··· DATA FOR THE TASK
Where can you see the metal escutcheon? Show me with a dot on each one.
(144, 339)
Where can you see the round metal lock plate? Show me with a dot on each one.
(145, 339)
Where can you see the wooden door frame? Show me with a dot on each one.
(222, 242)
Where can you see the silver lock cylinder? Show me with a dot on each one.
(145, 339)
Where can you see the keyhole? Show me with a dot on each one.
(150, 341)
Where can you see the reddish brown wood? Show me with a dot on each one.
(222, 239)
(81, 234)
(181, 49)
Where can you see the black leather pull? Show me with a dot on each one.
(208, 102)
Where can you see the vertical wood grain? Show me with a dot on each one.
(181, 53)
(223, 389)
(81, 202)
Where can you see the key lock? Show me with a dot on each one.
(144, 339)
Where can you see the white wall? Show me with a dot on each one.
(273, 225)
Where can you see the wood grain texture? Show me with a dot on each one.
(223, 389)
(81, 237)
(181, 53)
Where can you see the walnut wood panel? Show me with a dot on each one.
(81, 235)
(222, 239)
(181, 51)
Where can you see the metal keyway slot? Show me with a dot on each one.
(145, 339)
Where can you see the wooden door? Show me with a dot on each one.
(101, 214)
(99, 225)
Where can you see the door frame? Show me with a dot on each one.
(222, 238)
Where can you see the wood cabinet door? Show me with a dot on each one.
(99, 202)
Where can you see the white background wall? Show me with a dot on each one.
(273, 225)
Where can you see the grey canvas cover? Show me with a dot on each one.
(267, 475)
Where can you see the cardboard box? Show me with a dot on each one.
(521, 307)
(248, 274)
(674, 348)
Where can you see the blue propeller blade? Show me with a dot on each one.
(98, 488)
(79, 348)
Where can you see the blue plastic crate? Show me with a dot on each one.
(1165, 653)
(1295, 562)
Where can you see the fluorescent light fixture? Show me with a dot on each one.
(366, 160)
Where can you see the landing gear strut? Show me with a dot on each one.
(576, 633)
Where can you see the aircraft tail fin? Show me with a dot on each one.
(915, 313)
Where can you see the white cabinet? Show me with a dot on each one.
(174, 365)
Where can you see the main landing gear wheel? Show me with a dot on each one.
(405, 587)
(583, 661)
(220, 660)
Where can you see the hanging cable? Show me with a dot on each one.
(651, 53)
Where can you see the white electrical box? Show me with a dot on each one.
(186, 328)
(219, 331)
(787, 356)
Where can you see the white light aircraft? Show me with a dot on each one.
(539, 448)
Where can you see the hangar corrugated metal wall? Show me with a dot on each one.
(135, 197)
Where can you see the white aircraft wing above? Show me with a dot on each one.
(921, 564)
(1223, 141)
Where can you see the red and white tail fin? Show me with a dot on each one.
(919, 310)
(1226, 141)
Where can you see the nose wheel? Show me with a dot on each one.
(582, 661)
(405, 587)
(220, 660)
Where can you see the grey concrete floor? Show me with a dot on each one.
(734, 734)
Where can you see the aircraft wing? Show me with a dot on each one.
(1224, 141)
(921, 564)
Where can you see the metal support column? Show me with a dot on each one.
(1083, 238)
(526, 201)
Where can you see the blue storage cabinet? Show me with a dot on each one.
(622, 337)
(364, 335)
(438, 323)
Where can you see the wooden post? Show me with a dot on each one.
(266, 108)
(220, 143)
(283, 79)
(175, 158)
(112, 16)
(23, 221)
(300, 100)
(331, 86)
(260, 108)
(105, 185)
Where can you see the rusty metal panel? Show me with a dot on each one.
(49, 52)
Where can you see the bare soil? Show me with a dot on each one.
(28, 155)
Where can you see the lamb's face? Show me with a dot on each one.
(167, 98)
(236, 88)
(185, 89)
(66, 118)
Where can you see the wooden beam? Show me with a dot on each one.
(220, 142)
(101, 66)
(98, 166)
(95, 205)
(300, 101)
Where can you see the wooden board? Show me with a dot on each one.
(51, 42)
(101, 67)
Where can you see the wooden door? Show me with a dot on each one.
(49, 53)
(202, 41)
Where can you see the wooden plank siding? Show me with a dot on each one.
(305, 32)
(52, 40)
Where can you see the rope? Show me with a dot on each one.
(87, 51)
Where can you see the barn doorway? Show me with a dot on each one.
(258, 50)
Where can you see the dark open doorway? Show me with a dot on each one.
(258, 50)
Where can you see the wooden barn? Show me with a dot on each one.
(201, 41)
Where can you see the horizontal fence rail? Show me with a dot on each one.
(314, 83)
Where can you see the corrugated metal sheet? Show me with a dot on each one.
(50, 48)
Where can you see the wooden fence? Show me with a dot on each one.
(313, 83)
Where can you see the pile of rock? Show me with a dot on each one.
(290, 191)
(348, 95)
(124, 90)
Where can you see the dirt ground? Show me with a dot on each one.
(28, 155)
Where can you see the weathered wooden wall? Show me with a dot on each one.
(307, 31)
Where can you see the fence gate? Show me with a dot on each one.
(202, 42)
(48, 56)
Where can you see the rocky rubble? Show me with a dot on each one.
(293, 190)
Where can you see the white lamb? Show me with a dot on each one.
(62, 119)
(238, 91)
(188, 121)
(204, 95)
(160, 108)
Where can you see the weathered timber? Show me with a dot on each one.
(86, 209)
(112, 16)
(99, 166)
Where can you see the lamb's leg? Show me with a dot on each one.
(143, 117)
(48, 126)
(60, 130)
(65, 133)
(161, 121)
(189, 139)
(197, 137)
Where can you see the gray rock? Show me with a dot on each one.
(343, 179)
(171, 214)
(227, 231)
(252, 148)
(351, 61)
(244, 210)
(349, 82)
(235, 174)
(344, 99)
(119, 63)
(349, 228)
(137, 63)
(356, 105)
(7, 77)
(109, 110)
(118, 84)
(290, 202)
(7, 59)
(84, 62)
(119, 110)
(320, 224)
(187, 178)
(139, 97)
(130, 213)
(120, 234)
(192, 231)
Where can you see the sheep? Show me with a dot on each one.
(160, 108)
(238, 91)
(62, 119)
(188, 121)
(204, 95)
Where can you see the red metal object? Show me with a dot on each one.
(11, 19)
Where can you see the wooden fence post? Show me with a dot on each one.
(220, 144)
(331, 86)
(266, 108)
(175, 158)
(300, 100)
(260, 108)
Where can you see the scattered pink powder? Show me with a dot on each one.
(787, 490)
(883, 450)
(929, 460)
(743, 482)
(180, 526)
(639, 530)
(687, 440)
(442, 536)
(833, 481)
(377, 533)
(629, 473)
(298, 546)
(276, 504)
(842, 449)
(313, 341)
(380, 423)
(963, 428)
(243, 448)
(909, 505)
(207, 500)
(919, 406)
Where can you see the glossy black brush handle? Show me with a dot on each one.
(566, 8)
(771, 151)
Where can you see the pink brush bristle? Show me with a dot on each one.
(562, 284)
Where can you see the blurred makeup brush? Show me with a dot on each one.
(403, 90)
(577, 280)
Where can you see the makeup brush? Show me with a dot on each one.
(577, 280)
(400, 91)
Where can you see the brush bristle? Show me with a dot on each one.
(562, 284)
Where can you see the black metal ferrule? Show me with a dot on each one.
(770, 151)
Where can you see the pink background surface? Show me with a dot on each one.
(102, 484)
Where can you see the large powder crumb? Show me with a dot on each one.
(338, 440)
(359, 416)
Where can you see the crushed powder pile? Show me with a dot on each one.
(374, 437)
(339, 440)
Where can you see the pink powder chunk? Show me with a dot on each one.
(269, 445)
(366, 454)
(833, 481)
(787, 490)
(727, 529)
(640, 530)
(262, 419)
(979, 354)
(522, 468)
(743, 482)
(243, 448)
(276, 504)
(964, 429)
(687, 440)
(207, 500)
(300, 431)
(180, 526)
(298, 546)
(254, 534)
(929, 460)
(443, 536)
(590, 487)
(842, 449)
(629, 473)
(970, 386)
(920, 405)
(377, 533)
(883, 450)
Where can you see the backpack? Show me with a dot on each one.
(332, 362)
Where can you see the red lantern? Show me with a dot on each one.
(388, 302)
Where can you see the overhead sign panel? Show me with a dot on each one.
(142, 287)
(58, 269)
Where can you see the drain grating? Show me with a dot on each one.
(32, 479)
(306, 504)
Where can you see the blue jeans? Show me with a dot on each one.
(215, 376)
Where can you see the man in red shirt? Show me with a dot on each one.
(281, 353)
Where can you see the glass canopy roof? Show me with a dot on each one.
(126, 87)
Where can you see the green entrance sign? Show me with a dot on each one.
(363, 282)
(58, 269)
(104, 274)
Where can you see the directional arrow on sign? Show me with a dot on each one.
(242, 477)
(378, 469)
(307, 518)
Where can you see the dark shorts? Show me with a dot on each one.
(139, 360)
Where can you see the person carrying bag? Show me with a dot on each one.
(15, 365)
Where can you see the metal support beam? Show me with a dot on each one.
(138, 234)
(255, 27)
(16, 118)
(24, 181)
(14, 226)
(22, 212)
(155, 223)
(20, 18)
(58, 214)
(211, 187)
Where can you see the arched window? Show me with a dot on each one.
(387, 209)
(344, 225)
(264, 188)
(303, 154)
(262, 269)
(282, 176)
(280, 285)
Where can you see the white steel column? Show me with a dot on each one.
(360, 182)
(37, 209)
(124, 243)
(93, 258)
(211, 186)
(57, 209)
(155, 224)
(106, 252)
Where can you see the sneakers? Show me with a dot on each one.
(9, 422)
······
- WHAT TO PRODUCE: Copy the stretch of the listing from the line containing "Where can you see the directional" through the end of the listing, word for word and with nothing left out.

- THE COMPLETED TASK:
Where can you see the directional arrow on sign? Show me with a dot on each one.
(242, 477)
(378, 469)
(307, 518)
Where can you see the dark shorts? Show me with a dot on each one.
(139, 360)
Where can you see the person carrying bag? Show me with a dot on each one.
(15, 365)
Where can you see the metal support beam? Show me with a dot on each one.
(138, 234)
(255, 27)
(16, 118)
(24, 181)
(14, 226)
(22, 212)
(155, 223)
(20, 18)
(58, 214)
(211, 187)
Where can you see the arched window? Show me with a dot on each one.
(387, 209)
(344, 225)
(264, 188)
(303, 154)
(262, 269)
(282, 176)
(280, 285)
Where can you see the white steel column? Show me with a dot on each one.
(360, 182)
(37, 209)
(124, 243)
(93, 258)
(211, 186)
(57, 209)
(155, 224)
(106, 252)
Where can you see the sneakers? Show me with a dot on each one.
(9, 422)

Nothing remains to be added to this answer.